• _Exercise description_
Print each of the items below character for character, keeping every line unchanged.

• _Material supplied_

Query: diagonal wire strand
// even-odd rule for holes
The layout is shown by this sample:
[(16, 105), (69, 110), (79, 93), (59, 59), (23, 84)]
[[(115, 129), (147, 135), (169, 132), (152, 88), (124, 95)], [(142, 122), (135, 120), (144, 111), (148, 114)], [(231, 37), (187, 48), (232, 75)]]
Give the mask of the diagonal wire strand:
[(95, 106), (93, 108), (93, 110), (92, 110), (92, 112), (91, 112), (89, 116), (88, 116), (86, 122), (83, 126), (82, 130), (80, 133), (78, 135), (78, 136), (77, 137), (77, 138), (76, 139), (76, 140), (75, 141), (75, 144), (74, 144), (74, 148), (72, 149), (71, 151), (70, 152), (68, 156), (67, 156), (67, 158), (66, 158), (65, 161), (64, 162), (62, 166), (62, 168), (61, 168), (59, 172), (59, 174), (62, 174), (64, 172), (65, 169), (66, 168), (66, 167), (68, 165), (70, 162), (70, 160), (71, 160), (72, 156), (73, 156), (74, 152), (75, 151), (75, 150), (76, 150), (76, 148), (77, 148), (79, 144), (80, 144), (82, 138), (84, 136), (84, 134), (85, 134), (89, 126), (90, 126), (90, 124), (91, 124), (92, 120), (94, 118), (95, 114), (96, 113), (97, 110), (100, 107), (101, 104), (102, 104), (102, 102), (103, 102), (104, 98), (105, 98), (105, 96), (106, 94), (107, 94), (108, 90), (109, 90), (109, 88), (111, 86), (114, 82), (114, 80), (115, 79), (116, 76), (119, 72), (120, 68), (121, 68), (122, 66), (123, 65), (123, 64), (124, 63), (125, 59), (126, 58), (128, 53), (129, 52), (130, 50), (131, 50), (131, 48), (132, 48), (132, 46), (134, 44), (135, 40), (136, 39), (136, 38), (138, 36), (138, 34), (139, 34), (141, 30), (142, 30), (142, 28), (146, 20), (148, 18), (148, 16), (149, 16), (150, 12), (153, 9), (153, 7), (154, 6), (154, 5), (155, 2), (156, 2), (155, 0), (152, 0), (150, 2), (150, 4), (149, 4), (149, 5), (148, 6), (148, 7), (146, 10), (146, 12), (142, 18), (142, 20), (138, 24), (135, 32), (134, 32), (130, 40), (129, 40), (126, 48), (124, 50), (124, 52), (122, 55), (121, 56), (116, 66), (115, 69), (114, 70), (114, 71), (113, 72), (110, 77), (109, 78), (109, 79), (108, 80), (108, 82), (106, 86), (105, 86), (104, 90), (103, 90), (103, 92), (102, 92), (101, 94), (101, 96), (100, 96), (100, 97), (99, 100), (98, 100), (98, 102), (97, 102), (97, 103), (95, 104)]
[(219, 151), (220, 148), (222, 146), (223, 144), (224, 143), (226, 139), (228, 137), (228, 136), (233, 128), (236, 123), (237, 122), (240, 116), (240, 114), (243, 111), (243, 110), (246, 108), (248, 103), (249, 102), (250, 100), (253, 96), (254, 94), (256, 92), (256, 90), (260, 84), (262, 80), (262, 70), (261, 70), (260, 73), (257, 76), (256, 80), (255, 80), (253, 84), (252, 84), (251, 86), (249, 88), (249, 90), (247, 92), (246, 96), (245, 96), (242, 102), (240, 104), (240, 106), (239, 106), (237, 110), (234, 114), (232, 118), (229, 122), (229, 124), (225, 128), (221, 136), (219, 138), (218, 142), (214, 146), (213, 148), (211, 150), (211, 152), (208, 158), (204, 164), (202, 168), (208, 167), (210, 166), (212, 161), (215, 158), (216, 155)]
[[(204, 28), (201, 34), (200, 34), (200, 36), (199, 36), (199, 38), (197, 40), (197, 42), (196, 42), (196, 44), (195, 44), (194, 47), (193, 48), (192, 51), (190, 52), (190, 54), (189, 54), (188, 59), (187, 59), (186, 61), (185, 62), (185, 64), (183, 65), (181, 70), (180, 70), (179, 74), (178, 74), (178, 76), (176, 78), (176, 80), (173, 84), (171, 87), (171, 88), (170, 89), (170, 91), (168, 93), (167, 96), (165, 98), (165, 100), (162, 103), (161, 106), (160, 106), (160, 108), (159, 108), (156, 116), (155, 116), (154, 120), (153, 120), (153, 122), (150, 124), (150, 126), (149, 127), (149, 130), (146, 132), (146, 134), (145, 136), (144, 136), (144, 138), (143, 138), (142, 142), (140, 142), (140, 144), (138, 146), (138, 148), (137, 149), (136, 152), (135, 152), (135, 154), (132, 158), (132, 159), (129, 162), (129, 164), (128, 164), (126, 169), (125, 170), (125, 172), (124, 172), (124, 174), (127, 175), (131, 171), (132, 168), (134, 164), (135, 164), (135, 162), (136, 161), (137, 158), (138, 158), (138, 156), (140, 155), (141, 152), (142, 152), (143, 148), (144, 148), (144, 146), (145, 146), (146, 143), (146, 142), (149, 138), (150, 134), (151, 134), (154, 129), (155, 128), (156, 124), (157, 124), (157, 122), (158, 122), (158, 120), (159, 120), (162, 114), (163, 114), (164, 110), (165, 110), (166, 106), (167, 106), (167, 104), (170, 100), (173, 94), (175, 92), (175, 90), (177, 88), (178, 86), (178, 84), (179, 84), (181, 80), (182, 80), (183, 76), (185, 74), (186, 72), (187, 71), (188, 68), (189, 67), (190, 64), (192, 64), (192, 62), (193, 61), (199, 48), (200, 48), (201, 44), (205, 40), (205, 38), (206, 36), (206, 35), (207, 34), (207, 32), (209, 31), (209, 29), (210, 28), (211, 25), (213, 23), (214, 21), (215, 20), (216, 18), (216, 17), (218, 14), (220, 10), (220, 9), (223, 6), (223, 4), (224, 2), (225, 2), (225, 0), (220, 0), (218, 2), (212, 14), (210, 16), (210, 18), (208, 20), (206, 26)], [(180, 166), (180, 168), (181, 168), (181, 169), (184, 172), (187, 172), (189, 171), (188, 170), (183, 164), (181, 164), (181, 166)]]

• _Response to this task_
Query: diagonal wire strand
// even-odd rule for holes
The layout is shown by this sample:
[(16, 105), (69, 110), (79, 93), (59, 59), (23, 84)]
[[(115, 129), (147, 135), (169, 132), (152, 88), (124, 95)], [(142, 122), (135, 120), (144, 111), (148, 114)], [(231, 37), (187, 48), (232, 75)]]
Give the mask of the diagonal wire strand:
[(95, 106), (93, 108), (93, 110), (92, 110), (92, 112), (91, 112), (89, 116), (88, 116), (86, 122), (83, 126), (82, 130), (80, 133), (78, 135), (78, 136), (77, 137), (77, 138), (76, 139), (76, 140), (75, 141), (75, 144), (74, 144), (74, 148), (72, 149), (71, 151), (70, 152), (68, 156), (67, 156), (67, 158), (66, 158), (65, 161), (64, 162), (62, 166), (62, 168), (61, 168), (59, 172), (59, 174), (62, 174), (64, 172), (65, 169), (66, 168), (66, 167), (68, 165), (70, 162), (70, 160), (71, 160), (72, 156), (73, 156), (74, 152), (75, 151), (75, 150), (76, 150), (76, 148), (77, 148), (79, 144), (80, 144), (82, 138), (84, 136), (84, 134), (85, 134), (89, 126), (90, 126), (90, 124), (91, 124), (92, 120), (94, 118), (95, 114), (96, 113), (97, 110), (100, 107), (101, 104), (102, 104), (102, 102), (103, 102), (104, 98), (105, 98), (105, 96), (106, 94), (107, 94), (108, 90), (109, 90), (109, 88), (111, 86), (114, 82), (114, 80), (115, 79), (116, 76), (119, 72), (120, 68), (121, 68), (122, 66), (123, 65), (123, 64), (124, 63), (125, 59), (126, 58), (128, 53), (129, 52), (130, 50), (131, 50), (131, 48), (132, 48), (132, 46), (134, 44), (135, 40), (136, 39), (136, 38), (138, 36), (138, 34), (139, 34), (141, 30), (142, 30), (142, 28), (146, 20), (148, 18), (148, 16), (149, 16), (150, 12), (153, 9), (153, 7), (154, 6), (154, 5), (155, 2), (156, 2), (155, 0), (152, 0), (150, 2), (150, 4), (149, 4), (149, 5), (148, 6), (148, 7), (146, 10), (146, 12), (142, 18), (142, 20), (138, 24), (135, 32), (134, 32), (130, 40), (129, 40), (126, 48), (124, 50), (124, 52), (122, 55), (121, 56), (116, 66), (115, 69), (114, 70), (114, 71), (113, 72), (110, 77), (109, 78), (109, 79), (108, 80), (108, 82), (106, 86), (105, 86), (104, 90), (103, 90), (103, 92), (102, 92), (101, 94), (101, 96), (100, 96), (100, 97), (99, 100), (98, 100), (98, 102), (97, 102), (97, 103), (95, 104)]
[(219, 151), (220, 148), (222, 146), (223, 144), (224, 143), (226, 139), (228, 137), (228, 136), (233, 128), (236, 123), (237, 122), (240, 116), (240, 114), (243, 111), (243, 110), (246, 108), (248, 103), (249, 102), (250, 100), (253, 96), (254, 94), (256, 92), (256, 90), (260, 84), (262, 80), (262, 70), (261, 70), (260, 73), (257, 76), (256, 80), (255, 80), (253, 84), (252, 84), (251, 86), (249, 88), (249, 90), (247, 92), (246, 96), (245, 96), (242, 102), (240, 104), (240, 106), (239, 106), (237, 110), (234, 114), (232, 118), (229, 122), (229, 124), (225, 128), (221, 136), (219, 138), (218, 142), (214, 146), (213, 148), (211, 150), (211, 152), (208, 158), (204, 164), (202, 168), (208, 167), (210, 166), (212, 161), (215, 158), (216, 155)]
[[(204, 28), (201, 34), (200, 34), (200, 36), (199, 36), (199, 38), (197, 40), (197, 42), (196, 42), (196, 44), (195, 44), (194, 47), (193, 48), (192, 51), (190, 52), (190, 54), (189, 54), (188, 59), (187, 59), (186, 61), (185, 62), (185, 64), (183, 65), (181, 70), (180, 70), (179, 74), (178, 74), (178, 76), (176, 78), (176, 80), (173, 84), (171, 87), (171, 88), (170, 89), (170, 91), (168, 93), (167, 96), (165, 98), (165, 100), (162, 103), (161, 106), (160, 106), (160, 108), (159, 108), (156, 116), (155, 116), (154, 120), (153, 120), (153, 122), (150, 124), (150, 126), (149, 127), (149, 130), (146, 132), (146, 134), (145, 136), (144, 136), (144, 138), (143, 138), (142, 142), (140, 142), (140, 144), (138, 146), (138, 148), (137, 149), (136, 152), (135, 152), (135, 154), (132, 158), (132, 159), (129, 162), (129, 164), (128, 164), (126, 169), (125, 170), (125, 172), (124, 172), (124, 174), (127, 175), (131, 171), (132, 168), (134, 164), (135, 164), (135, 162), (136, 161), (137, 158), (138, 158), (138, 156), (140, 155), (141, 152), (142, 152), (143, 148), (144, 148), (144, 146), (145, 146), (146, 143), (146, 142), (149, 138), (150, 134), (151, 134), (154, 129), (155, 128), (156, 124), (157, 124), (157, 122), (158, 122), (158, 120), (159, 120), (162, 114), (163, 114), (164, 110), (165, 110), (166, 106), (167, 106), (167, 104), (170, 100), (173, 94), (175, 92), (175, 90), (177, 88), (178, 86), (178, 84), (179, 84), (181, 80), (182, 80), (183, 76), (185, 74), (186, 72), (187, 71), (188, 68), (189, 67), (190, 64), (192, 64), (192, 62), (193, 61), (199, 48), (200, 48), (201, 44), (205, 40), (205, 38), (206, 36), (206, 35), (207, 34), (207, 32), (209, 31), (209, 29), (210, 28), (211, 25), (213, 23), (214, 21), (215, 20), (216, 18), (216, 17), (218, 14), (220, 10), (220, 9), (223, 6), (223, 4), (224, 2), (225, 2), (225, 0), (220, 0), (218, 2), (212, 14), (210, 16), (210, 18), (208, 20), (206, 26)], [(180, 166), (180, 168), (181, 168), (181, 169), (184, 172), (187, 172), (189, 171), (188, 170), (183, 164), (181, 164), (181, 166)]]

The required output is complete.